> _Provided material_
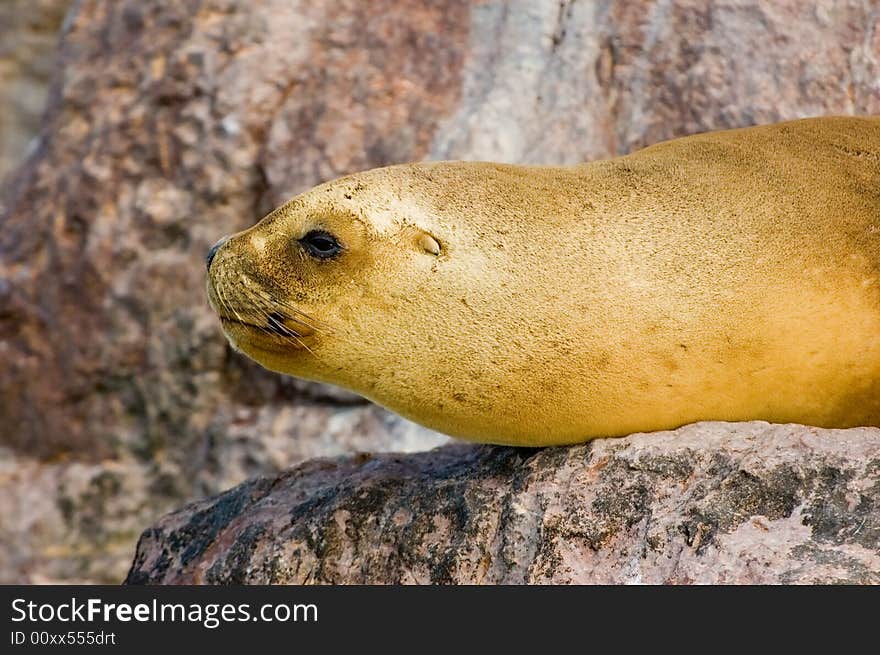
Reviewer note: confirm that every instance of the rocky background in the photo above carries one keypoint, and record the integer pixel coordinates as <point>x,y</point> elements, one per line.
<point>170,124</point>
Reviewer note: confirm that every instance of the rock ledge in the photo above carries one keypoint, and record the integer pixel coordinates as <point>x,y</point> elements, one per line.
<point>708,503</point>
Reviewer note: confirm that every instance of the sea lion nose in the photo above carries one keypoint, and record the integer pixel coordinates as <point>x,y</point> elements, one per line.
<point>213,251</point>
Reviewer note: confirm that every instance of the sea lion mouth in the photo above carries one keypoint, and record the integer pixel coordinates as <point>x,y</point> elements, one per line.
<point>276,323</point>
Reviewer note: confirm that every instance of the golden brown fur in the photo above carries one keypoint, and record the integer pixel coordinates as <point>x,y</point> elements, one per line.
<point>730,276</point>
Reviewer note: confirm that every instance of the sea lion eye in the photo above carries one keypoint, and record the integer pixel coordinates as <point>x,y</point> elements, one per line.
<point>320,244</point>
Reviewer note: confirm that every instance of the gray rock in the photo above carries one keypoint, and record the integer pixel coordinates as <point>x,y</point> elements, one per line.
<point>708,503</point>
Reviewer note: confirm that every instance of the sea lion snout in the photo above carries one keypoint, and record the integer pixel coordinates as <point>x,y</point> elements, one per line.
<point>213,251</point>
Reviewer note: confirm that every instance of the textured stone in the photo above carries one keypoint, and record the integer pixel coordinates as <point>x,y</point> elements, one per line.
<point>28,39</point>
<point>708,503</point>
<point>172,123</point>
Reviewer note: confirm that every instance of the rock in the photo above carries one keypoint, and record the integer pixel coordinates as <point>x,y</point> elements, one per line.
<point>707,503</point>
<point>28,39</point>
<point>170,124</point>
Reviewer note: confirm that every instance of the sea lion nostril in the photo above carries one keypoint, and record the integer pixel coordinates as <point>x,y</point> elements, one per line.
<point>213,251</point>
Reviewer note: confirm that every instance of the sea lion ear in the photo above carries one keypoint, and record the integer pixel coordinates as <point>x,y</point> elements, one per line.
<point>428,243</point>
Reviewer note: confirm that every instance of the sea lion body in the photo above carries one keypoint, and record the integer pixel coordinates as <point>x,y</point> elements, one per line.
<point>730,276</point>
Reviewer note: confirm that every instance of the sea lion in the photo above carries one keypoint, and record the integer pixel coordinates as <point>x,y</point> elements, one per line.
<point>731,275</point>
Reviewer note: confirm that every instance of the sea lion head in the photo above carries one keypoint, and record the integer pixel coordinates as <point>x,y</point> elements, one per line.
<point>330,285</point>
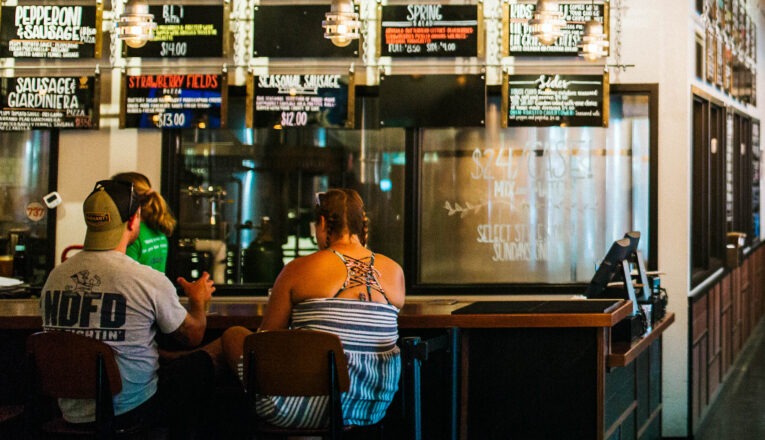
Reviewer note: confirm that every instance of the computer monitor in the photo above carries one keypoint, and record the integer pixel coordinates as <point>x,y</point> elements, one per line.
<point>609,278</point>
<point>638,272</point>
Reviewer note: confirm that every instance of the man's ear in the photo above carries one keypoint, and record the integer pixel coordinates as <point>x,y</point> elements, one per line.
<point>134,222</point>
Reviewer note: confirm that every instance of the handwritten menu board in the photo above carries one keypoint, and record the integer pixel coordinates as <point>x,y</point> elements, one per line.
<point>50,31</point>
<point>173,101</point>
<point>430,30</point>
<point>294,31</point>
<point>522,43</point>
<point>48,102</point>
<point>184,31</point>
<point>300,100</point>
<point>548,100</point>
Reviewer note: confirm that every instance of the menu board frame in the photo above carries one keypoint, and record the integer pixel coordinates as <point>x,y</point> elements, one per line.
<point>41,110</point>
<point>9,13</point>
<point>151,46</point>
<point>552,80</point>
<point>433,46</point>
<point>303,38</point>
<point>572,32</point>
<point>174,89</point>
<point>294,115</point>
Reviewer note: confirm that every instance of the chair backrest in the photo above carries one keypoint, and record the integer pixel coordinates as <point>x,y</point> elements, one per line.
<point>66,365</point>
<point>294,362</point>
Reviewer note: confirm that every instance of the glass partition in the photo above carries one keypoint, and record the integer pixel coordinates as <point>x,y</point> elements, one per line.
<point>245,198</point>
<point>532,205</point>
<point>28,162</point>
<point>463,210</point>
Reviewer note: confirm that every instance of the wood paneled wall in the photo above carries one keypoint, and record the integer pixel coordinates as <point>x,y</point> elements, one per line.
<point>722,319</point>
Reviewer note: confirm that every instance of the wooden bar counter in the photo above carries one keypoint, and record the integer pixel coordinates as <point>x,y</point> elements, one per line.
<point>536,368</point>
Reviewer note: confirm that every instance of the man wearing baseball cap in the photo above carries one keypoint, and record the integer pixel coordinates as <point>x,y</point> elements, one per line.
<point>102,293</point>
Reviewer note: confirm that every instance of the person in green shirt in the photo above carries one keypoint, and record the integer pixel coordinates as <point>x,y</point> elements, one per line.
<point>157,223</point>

> _Task description_
Pictures stay out; everything else in the records gets copied exactly.

> _Output of the task_
Reviewer note: confirm that every instance of the rocky background in the photo above carries one keypoint, and record the integer pixel coordinates as <point>x,y</point> elements, one per line.
<point>170,124</point>
Reviewer note: confirm that every instance of the rock ledge in the photo above carries one keypoint, and record the integer pixel coordinates as <point>x,y</point> elements, one per line.
<point>708,503</point>
Reviewer note: confirm that every instance of the sea lion nose in the photo above carries one keypoint, and record the integer pixel coordinates as <point>x,y</point> elements, one per line.
<point>213,251</point>
Reviewer note: confirm that every instance of the sea lion mouth in the photo above carries one keypoint, and record the integer pixel coordinates as <point>x,y</point> elements, one per line.
<point>276,323</point>
Reviewer note: confirm that every instance of the golden brown fur in the photo above carries one keypoint, and record the integer pixel coordinates as <point>x,y</point> elements, one per line.
<point>730,276</point>
Reviewer note: confirm that every instance of the sea lion eye in the photo above carries one keypoint, and record the integer pixel coordinates as <point>x,y</point> elements, one per line.
<point>320,244</point>
Reviewer note: confirm that every instance of the gray rock in the photo above carries one keypoint, and record the integer pixel coordinates as <point>x,y</point> elements, one per line.
<point>708,503</point>
Reviewer note: confirm that every instance of the sea lion snout in the photo above carries one keypoint, and record the integer pixel coordinates as <point>x,y</point> elements, one per line.
<point>213,251</point>
Reviewer note: confirm that every instance of the textured stone in the photo above carries one keypoint, and record the integer pixel coordinates as <point>x,y</point> elements, one per line.
<point>28,39</point>
<point>708,503</point>
<point>172,123</point>
Reviewer note: confirm that every instance of the rock in the photo above carries one keypoint, and record the integer pixel coordinates as <point>x,y</point> elements, one per line.
<point>707,503</point>
<point>28,39</point>
<point>170,124</point>
Reviewer note: confirm that every instance of the sea lion nostril in the photo above carries one keypoint, and record the integer pixel coordinates as <point>x,y</point> elements, one per line.
<point>213,251</point>
Reviewer note: confirm that every instance of the sea lion ear in the photo above carries one keypoint, and record the integer pixel coordinates as <point>x,y</point> elements, one per line.
<point>428,243</point>
Reviewer note: confirm that every instance of the sea lion body in the photo above carries one keypoint, and record the integer pixel coordinates as <point>x,y</point> elements, one per line.
<point>730,276</point>
Reviewer note: confirm that every instance of the sea lion in the photo above carries one keypoint, and record the integer pixel coordinates as <point>x,y</point> elements, one per line.
<point>731,275</point>
Reviewer note: confirm that every instance of the sea lion head in the photo above carries one keypoint, and record the integer pixel coordinates as <point>x,y</point> elements, one per line.
<point>330,285</point>
Reviewer note: confirm that every instance of the computer monitor in the photo above carries one keypoint, and record the integer pixel coordinates as <point>x,y</point> elements, one per line.
<point>609,278</point>
<point>638,272</point>
Reviewer note: confirm that every instance of the man's ear in the photo above carries one keypoint, and record the integer pixel coordinates as <point>x,y</point> elements, one per line.
<point>134,222</point>
Reviewer note: confirm that every instance of the handwritten menu board in the photo above carries one keypoint, and record the integer pixel coordinates as <point>x,y</point> elements, one per line.
<point>50,31</point>
<point>173,101</point>
<point>430,30</point>
<point>294,31</point>
<point>522,43</point>
<point>48,102</point>
<point>184,31</point>
<point>300,100</point>
<point>548,100</point>
Reviewer note: confirm that every instance of the menu board frame in the photo above carries one keypoint, and record the integer pixel coordinates as <point>x,y</point> elements, one per line.
<point>41,110</point>
<point>9,13</point>
<point>151,46</point>
<point>552,80</point>
<point>433,46</point>
<point>303,38</point>
<point>572,32</point>
<point>174,89</point>
<point>294,115</point>
Reviewer note: confirm that every instance of the chair backrest in the photo above carries one keypoint, and record the integer pixel coordinates as <point>x,y</point> elements, one per line.
<point>66,365</point>
<point>294,362</point>
Reviewer note: confirm that every instance of the glass partition in the photo above carries one keypoint, and record the integer pixel coordinates as <point>x,y</point> elements, one per line.
<point>245,198</point>
<point>532,205</point>
<point>28,162</point>
<point>463,210</point>
Reviewer note: confirm that every instance of the wood paneled wall in the photo above carries one keypoint, and record the integer pixel coordinates as <point>x,y</point> elements, one per line.
<point>722,319</point>
Reviewer note: confirm that every instance of the wooden bar counter in the photo above carries one keypoint, and record the integer pixel coordinates as <point>x,y</point> elements, one per line.
<point>536,368</point>
Reviewer note: confirm that every instance of the man wearing baseball cap in the photo above carries one keypoint, and record the integer pixel coordinates as <point>x,y</point> elements, one per line.
<point>102,293</point>
Reviewer note: confirm that every instance of the person in green shirt in the photo above carries one keypoint, and record the integer pixel coordinates as <point>x,y</point> elements, one per line.
<point>157,223</point>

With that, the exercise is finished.